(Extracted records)
---
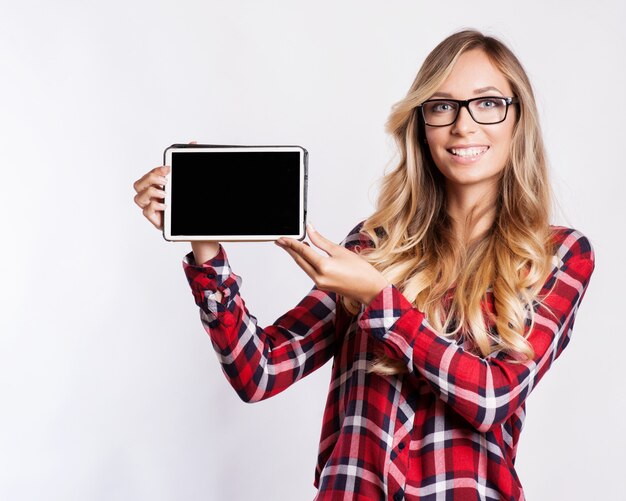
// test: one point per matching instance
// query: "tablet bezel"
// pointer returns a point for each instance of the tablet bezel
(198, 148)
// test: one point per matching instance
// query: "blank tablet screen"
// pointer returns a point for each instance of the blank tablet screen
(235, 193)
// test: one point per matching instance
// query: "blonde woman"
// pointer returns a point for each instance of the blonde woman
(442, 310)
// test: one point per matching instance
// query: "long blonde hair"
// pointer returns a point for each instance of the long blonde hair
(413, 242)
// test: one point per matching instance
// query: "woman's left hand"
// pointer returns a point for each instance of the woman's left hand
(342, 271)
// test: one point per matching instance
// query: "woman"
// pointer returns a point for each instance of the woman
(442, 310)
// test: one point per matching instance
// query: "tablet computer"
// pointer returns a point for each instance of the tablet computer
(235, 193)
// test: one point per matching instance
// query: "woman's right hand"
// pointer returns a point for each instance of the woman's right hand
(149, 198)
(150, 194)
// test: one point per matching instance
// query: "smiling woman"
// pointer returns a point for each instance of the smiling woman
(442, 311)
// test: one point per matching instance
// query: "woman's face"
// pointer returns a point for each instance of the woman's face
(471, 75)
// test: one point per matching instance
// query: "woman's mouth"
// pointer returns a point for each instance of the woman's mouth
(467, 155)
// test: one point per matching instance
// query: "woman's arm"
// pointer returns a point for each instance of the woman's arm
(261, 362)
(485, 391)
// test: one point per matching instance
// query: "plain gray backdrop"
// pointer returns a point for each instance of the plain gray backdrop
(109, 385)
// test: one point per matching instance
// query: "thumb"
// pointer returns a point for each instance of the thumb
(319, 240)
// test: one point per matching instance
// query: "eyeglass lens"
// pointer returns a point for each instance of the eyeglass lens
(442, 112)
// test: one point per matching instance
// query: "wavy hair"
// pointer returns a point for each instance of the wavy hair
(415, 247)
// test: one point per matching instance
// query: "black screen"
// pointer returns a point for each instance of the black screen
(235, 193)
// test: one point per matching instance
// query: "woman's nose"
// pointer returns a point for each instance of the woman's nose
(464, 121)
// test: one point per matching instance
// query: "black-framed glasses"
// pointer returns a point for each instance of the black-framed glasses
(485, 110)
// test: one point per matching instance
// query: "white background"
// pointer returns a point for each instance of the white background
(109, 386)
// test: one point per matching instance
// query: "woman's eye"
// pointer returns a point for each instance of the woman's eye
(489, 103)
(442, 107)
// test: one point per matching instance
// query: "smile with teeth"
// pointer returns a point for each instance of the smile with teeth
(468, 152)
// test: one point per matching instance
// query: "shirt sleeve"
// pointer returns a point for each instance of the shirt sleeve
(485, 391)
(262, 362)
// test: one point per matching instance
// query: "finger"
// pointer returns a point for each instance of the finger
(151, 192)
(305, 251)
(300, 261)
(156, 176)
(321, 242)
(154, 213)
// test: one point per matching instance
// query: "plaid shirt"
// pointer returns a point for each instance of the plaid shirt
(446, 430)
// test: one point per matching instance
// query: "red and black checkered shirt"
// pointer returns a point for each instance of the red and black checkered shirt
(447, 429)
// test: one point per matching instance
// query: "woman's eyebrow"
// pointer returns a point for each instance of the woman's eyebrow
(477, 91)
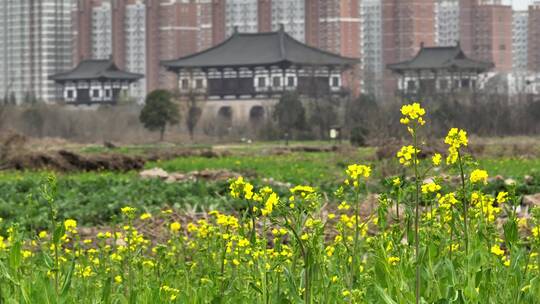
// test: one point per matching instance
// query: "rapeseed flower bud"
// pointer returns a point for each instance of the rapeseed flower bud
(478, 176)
---
* **Exercise aim**: What's needed is an exact copy of every entry, minus the pictures.

* **Exercise answer**:
// test: one point per matching instance
// query: "tablet bezel"
// pointer returns a point for each instance of the tablet bezel
(198, 148)
// test: one point per matching instance
// query: "blank tablet screen"
// pointer returns a point for each instance of the blank tablet screen
(235, 193)
// test: one point per matching instance
// query: "blonde woman"
// pointer returns a point for each instance of the blonde woman
(442, 310)
// test: one point per matching instance
// query: "long blonde hair"
// pointer returns a point for each instance of the long blonde hair
(413, 242)
// test: one point per matching instance
// query: "woman's left hand"
// pointer returns a point for each instance of the woman's left hand
(342, 271)
// test: one point per matching instance
// query: "woman"
// pointer returns a point for each instance of the woman
(442, 310)
// test: one point per matching instance
// query: "tablet computer"
// pointer returns a point for each instance of the tablet computer
(235, 193)
// test: one point per matching instance
// query: "woman's right hand"
// pointer returns a point for each instance of the woman's right hand
(149, 198)
(150, 194)
// test: one point per matching instance
// query: "smiling woman"
// pointer returns a point for each instance of the smiling woman
(442, 311)
// test: one point per matching instance
// query: "woman's face"
// pointer returns a point for each instance of the woman's face
(471, 75)
// test: one point per matching instance
// query: "woman's mouth"
// pointer returns a point for each instance of the woman's mouth
(467, 155)
// test: one point per matching instance
// query: "woman's arm"
// pointer returns a point for each instance of the woman's arm
(261, 362)
(485, 391)
// test: one point per matching instance
// query: "plain gray backdrop"
// pointer returns a point for each instance of the plain gray backdrop
(109, 385)
// test: one point per matching instance
// query: "thumb"
// pointer returns a point for each instance of the thumb
(319, 240)
// test: one point per matching instance
// query: "eyeglass lens"
// pointer returns a point for each instance of the eyeglass lens
(442, 112)
// test: one point per matching instance
// query: "wavy hair"
// pointer returns a point for each instance of the wavy hair
(415, 247)
// test: one point per matching instance
// query: "black screen"
// pointer returns a point for each instance of the black screen
(235, 193)
// test: one point per matching instance
// query: "woman's nose"
// pointer returns a point for each instance of the woman's nose
(464, 121)
// test: one point per matching instance
// query: "black-framed glasses"
// pointer returns a point for each instance of the black-framed glasses
(485, 110)
// test: one point per matching instance
// query: "white background"
// pointer returns a point for each instance of the white background
(109, 386)
// test: one point per matching instance
// query: "woman's eye"
// pointer returns a point for each instance of the woman's eye
(489, 103)
(442, 107)
// test: one point per matching instance
// query: "smile with teeth"
// pointer returns a point for each instance of the smile with teeth
(468, 152)
// test: one point per matching instance
// query: "shirt sleeve"
// pointer returns a point for each instance of the shirt sleeve
(485, 391)
(262, 362)
// test: one point per matching instance
// query: "finger"
// pointer returns a point for each instance of the finger
(151, 192)
(305, 251)
(300, 261)
(156, 176)
(321, 242)
(154, 213)
// test: one point per matching instance
// query: "plaid shirt"
// pointer returns a point for each instance of the plaid shirt
(446, 430)
// test: one point per matching instance
// query: "red and black checkered shirt"
// pointer returns a point for each instance of the red and black checkered shirt
(447, 429)
// test: one point per matching instance
// query: "woman's eyebrow"
// pointer returns a point for each instance of the woman's eyebrow
(477, 91)
// test: one point per matching instance
// query: "rapeseed flower bud"
// pointer returns a point for each instance of the rapeseed flower bud
(478, 176)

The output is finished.